▸ **What you need to do**:
Repeat the records below word for word, but start at the line that contains "snow covered windshield.", stop after the last line, and include nothing else.

▸ **Extracted material**:
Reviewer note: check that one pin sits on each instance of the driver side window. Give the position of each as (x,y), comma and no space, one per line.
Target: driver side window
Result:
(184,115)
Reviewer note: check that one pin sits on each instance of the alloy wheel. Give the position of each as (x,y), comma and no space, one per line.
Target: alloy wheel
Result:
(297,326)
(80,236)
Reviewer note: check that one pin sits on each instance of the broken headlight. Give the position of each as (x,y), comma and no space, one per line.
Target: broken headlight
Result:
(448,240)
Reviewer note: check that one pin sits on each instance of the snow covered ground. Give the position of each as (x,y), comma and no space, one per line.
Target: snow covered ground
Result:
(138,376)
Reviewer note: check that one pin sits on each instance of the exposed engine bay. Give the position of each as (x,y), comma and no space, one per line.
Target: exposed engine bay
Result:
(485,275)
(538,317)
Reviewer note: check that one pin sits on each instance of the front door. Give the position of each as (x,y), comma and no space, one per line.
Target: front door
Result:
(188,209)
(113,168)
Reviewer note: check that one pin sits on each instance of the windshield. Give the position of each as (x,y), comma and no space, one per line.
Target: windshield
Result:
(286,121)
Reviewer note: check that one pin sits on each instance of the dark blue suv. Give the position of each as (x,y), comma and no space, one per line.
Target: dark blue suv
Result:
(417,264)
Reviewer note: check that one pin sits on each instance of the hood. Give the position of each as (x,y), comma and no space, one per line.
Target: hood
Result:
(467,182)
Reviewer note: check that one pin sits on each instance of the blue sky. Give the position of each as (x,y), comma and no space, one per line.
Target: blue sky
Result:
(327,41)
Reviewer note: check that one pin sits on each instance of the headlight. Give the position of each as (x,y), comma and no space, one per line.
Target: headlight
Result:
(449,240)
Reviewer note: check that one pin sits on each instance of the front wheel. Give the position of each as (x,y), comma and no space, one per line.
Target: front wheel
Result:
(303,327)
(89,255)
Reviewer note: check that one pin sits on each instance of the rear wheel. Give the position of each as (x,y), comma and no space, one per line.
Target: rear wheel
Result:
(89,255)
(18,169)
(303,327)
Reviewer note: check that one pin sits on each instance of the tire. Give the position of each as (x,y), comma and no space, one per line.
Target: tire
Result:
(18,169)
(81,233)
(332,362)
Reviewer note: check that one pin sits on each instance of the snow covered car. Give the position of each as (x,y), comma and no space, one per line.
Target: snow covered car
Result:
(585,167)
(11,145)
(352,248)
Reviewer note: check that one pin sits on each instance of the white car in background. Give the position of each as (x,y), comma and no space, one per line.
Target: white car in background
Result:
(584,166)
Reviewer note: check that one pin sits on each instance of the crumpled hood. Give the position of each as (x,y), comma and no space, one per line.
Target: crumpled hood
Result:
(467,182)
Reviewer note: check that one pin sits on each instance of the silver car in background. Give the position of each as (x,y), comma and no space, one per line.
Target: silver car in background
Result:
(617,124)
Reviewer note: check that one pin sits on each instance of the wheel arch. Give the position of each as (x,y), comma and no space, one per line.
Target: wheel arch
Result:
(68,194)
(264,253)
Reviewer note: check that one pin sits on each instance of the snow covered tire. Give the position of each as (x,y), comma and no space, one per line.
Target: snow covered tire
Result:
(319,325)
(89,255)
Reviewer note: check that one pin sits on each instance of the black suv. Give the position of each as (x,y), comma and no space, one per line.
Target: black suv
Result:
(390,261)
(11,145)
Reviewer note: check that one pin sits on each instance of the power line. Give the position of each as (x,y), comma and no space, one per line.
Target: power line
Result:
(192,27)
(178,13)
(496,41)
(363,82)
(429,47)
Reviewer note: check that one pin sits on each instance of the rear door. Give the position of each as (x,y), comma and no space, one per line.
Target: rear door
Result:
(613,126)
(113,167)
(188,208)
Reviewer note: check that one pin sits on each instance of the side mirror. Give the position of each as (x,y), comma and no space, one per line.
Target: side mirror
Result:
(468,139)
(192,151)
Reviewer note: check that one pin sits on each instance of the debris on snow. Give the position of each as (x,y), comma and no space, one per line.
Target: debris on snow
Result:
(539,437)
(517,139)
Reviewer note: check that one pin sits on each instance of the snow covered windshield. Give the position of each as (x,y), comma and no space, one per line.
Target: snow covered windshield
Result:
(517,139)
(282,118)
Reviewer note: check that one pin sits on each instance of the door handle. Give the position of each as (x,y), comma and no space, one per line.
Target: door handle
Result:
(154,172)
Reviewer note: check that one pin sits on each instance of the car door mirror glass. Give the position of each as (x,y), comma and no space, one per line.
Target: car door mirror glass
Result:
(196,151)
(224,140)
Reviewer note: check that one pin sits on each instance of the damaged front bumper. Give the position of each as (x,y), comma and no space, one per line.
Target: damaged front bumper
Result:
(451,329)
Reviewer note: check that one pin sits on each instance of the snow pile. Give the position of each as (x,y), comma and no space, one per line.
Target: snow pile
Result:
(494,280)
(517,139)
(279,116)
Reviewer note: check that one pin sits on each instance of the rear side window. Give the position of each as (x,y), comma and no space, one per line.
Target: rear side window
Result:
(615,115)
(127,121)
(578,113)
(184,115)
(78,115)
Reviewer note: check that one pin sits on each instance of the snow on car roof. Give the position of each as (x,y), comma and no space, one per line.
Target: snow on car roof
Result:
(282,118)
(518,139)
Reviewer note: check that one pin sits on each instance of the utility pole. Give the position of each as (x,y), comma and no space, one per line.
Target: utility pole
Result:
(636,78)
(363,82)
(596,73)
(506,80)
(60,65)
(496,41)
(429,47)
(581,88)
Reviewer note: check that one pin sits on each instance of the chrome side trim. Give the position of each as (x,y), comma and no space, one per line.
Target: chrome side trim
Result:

▸ **Response to the exercise**:
Reviewer note: check that one pin sits on each instance of the snow covered windshield. Give the position of each as (x,y), comma and no space, one per line.
Target: snow covered windshield
Result:
(517,139)
(282,118)
Reviewer note: check that one pin sits on each instance of the door handle. Give the position of each as (x,y), comma and no space, one per line.
Target: door handle
Result:
(154,172)
Reviewer note: check that one pin sits on each instance of the car door mirror glass. Give the position of each as (x,y), comma and no space, one per line.
Target: car door mirror glass
Result:
(196,151)
(224,140)
Reviewer note: check that one pin sits on each instance of the damaged front bumper. Give the position of each as (x,y), comma and no space, one per line.
Target: damaged front bumper
Result:
(451,329)
Reviewer note: check that one pin sits on each instance of the snow pile. Give the position of each as (x,y), comma and no space, one per line.
Target: snow pile
Result:
(494,280)
(517,139)
(279,116)
Reviewer note: check that one pin sits on each instance of the rear side window. Give the position of each as (x,y), comma and no space, one per line.
Target: rear side window
Result:
(615,115)
(127,121)
(578,113)
(184,115)
(78,115)
Reviewer note: check that one pin sits on each instance of the snow on car roof. Give the position of each as (x,y), comma and no space, one per line.
Target: snow on car roof
Result:
(282,118)
(518,139)
Reviewer note: check that one pin sits on each instance of the utility pole. Give the position of each as (x,y), comma and no space, one per line.
Target: utility pole
Result:
(636,78)
(363,82)
(596,73)
(506,80)
(60,65)
(496,41)
(429,47)
(581,88)
Reviewer note: check that one pin sits on each instance of the chrome side trim. Give the position of each as (x,y), comma and no space, one per line.
Target: chrome side trim
Result:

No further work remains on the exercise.